⟨

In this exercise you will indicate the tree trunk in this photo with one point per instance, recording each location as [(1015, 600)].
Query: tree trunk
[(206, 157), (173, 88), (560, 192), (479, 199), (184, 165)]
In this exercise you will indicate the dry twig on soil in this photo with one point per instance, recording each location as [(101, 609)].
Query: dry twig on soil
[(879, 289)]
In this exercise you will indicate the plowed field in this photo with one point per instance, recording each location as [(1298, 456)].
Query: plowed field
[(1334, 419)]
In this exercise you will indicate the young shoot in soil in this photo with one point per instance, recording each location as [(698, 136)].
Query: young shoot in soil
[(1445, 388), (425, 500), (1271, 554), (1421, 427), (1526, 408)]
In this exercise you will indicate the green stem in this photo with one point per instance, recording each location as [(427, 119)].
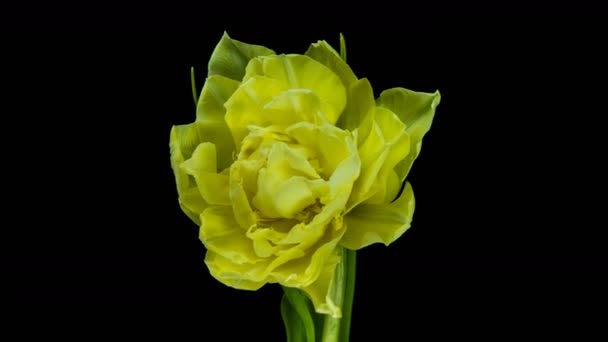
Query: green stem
[(343, 290), (193, 85)]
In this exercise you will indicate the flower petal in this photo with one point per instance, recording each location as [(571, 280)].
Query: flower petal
[(183, 140), (230, 57), (210, 116), (323, 53), (303, 72), (371, 223), (246, 104), (416, 110), (221, 234), (285, 185), (203, 167), (358, 114), (386, 145), (239, 276)]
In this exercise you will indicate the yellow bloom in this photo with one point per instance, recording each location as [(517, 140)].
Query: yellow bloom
[(291, 158)]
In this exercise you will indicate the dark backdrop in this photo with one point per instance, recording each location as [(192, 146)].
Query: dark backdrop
[(509, 182)]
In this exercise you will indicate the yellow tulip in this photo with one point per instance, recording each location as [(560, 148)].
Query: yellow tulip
[(291, 158)]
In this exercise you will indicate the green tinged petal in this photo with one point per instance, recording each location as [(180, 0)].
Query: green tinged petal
[(183, 141), (210, 115), (246, 104), (386, 145), (302, 72), (221, 234), (371, 223), (359, 112), (416, 110), (323, 53), (202, 166), (230, 57)]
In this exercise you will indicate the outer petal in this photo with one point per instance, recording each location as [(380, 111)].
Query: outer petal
[(416, 110), (221, 234), (183, 140), (386, 145), (230, 57), (323, 53), (247, 102), (202, 166), (210, 115), (371, 223), (303, 72), (359, 112)]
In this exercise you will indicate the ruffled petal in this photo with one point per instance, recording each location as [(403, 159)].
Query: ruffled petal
[(210, 117), (303, 72), (230, 57), (371, 223), (416, 110), (221, 234)]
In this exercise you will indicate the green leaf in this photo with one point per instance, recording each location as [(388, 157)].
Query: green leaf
[(293, 325), (373, 223), (230, 57), (298, 316), (416, 110)]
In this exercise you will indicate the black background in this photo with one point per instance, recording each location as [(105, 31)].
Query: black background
[(509, 185)]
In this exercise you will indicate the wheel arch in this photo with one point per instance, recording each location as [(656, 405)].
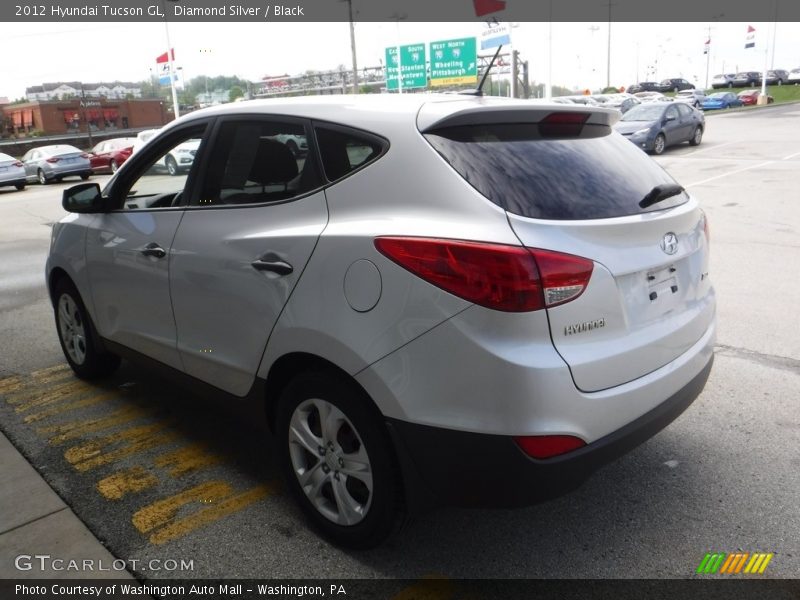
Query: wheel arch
[(285, 368)]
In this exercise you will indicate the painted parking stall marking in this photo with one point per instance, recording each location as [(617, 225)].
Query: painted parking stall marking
[(133, 451)]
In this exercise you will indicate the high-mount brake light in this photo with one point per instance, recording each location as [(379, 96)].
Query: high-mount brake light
[(563, 124)]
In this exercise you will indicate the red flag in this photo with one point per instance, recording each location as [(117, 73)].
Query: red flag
[(485, 7), (163, 57)]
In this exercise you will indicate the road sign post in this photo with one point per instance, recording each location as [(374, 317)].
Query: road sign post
[(413, 63), (454, 62)]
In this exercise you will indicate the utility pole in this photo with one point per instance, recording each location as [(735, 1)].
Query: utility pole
[(608, 52), (708, 54), (514, 72), (83, 111), (353, 45)]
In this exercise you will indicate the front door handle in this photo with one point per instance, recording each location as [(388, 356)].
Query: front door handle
[(153, 249), (280, 267)]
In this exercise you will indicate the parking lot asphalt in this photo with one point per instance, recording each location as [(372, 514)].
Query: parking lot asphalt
[(163, 478)]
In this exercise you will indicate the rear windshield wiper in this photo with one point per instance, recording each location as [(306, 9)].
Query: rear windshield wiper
[(659, 193)]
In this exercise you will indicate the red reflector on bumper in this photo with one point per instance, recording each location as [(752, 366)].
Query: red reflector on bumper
[(547, 446)]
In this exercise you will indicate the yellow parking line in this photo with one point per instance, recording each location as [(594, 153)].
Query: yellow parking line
[(57, 410), (90, 455), (164, 511), (208, 515), (129, 481), (430, 587), (77, 429), (190, 458), (47, 371), (25, 401)]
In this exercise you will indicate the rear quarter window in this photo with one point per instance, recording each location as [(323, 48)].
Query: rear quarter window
[(596, 175)]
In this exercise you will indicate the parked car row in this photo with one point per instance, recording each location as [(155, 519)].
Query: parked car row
[(722, 80), (656, 125), (752, 78), (54, 162), (675, 84)]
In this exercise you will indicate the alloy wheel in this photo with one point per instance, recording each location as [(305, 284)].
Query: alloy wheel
[(330, 462), (71, 328)]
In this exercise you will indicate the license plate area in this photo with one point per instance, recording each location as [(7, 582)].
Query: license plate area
[(663, 288)]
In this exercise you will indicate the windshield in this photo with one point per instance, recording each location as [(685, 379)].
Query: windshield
[(645, 112)]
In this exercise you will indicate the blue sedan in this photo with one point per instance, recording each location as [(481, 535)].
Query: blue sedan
[(721, 100)]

⟩

**PROBLEM**. Please rewrite all of the material above, putting "with a single point for each instance" wherever "with one point per instance" appears and changing nothing else. Leave the pictures out of your version.

**WRITTEN ANSWER**.
In this exercise you will indicate the tree trunk in this photo with a single point for each instance, recording each location as [(1015, 600)].
Query: tree trunk
[(206, 157), (173, 88), (560, 192), (479, 199), (184, 165)]
In this exercise you will indicate the dry twig on soil in this photo with a single point for each instance, recording each location as [(101, 609)].
Query: dry twig on soil
[(879, 289)]
In this exercise you will indicate the plowed field in this photo with a single point for each instance, recording each location as [(1298, 456)].
Query: plowed field
[(1334, 419)]
In this exercise you will indicate the young shoot in soil in this photo with a single point for each instance, recording each location as [(698, 136)].
Query: young shoot in soil
[(1445, 388), (425, 500), (1271, 554), (1421, 427), (1526, 408)]
In this exercise you will indicate the green stem in this photo with a single point for each instance, recording each location as [(427, 119)].
Query: green stem
[(343, 290), (193, 85)]
In this exercise you will indicate the flower petal in this photo with a single point for each instance, recording each location as [(571, 280)].
Query: flower petal
[(183, 140), (230, 57), (210, 116), (323, 53), (303, 72), (371, 223), (246, 104), (416, 110), (221, 234), (285, 185), (203, 167), (358, 114), (386, 145), (239, 276)]
In this exercise you will indicate the yellow bloom in this photo with a single point for each instance, recording each location as [(517, 140)].
Query: yellow bloom
[(291, 158)]
In this exercise you will indicate the dark backdrop in this photo with a single point for each instance, recording each location as [(192, 146)].
Query: dark backdrop
[(509, 182)]
In this exercise you will indicate the yellow tulip in this photo with a single point for each instance, recording each location as [(560, 148)].
Query: yellow tulip
[(291, 158)]
In this exercise you will indicate the green tinged petal in this photo with a single point for each instance, recording each location as [(180, 0)].
Query: green tinged petal
[(183, 141), (210, 115), (246, 104), (386, 145), (302, 72), (221, 234), (371, 223), (359, 112), (416, 110), (323, 53), (202, 166), (230, 57)]
In this exercise you will indicate the outer petal in this photo with a single point for each instance, recording each location as [(380, 111)].
Query: outer petal
[(416, 110), (221, 234), (183, 140), (386, 145), (230, 57), (323, 53), (247, 102), (202, 166), (210, 115), (371, 223), (303, 72), (359, 112)]
In this exercise you will indicate the ruffled petal in this photo with a single point for each instance, recording each location as [(403, 159)].
Query: ruffled petal
[(210, 117), (303, 72), (230, 57), (371, 223), (416, 110), (221, 234)]
In this exercise you will indicate the green leaf in this photo with a single point for each instance, recording each location as [(388, 157)].
Query: green leaf
[(293, 325), (373, 223), (230, 57), (298, 316), (416, 110)]
In this exercise you will indicate the black background in this photo with a single point for each instance, recording each location as [(105, 31)].
Query: black background
[(509, 185)]
In this exercise you will indicate the wheel arch in this photo with a single point for each instance, recording each location as [(656, 405)].
Query: wheel arch
[(285, 368)]
In this exercise you will indicate the painted parking stall marking in this photo with a single point for each instance, recording each location as [(617, 225)].
Query: painted parking stall marking
[(133, 451)]
In this exercise you will indicate the high-mount brake light in this photo with a single point for each instance, recording each location as [(379, 96)].
Query: high-mount brake light
[(563, 124)]
In this exercise you will indicate the red flag in this photo with a single point for each instance, recording each location as [(117, 73)].
Query: red flag
[(485, 7), (163, 57)]
In this exercise you will indicate the road sign post in this photo with a single point for each instance, recording each location as [(374, 317)].
Query: road sign post
[(413, 63), (454, 62)]
In this exercise you will indicate the utility pole in this photo with a single point for each instance, recording each location as [(735, 1)].
Query: utility pole
[(608, 52), (708, 54), (514, 72), (83, 111), (353, 45)]
In this exercise you will indicate the front door handle in this photo with a single point for each instance, recording each location as [(388, 356)].
Query: front door handle
[(153, 249), (280, 267)]
In this exercise you will indicate the parking lot asphalt in this photo with a single point for each instance, recording each location as [(372, 514)].
Query: parking lot asphalt
[(163, 478)]
In this exercise you will indicate the rear windshield wiper in this photo with a single point for each instance, recording each location as [(306, 9)].
Query: rear windshield wiper
[(659, 193)]
In this exercise you will indicate the red reflector on bumper in this photo with a single point for each instance, recording each location as [(752, 366)].
Query: red reflector on bumper
[(547, 446)]
In this exercise you will indicate the yellow parking line in this photo with a single point for each instance, recording each location as [(594, 153)].
Query: yellow parking line
[(57, 410), (90, 455), (164, 511), (208, 515), (129, 481), (430, 587), (77, 429), (190, 458), (47, 371), (25, 401)]
In this exercise you will indicate the rear quarter window in this photo with a single point for each instance, recording each location as [(323, 48)].
Query: rear quarter window
[(596, 175)]
In this exercise you will indicate the parked car row in this photo with a single point for each instance, recording each location as [(155, 519)].
Query: parked car row
[(722, 80), (656, 125), (752, 78), (54, 162), (675, 84)]
In this exercise you will indicate the alloy wheel in this photo with a single point for each instance, recording each location as [(305, 284)].
Query: alloy wheel
[(330, 462), (71, 328)]
In this exercise you will indicate the license plate area in this photo with a single point for each instance, recording each location as [(7, 582)].
Query: license plate area
[(663, 288)]
In this exercise you will indicate the windshield in this photo with a single point for each instance, recording each location as [(685, 379)].
Query: windshield
[(645, 112)]
In this exercise you will indicate the blue sedan in this photo with a single point for each instance, recording each location as [(481, 535)].
Query: blue sedan
[(721, 100)]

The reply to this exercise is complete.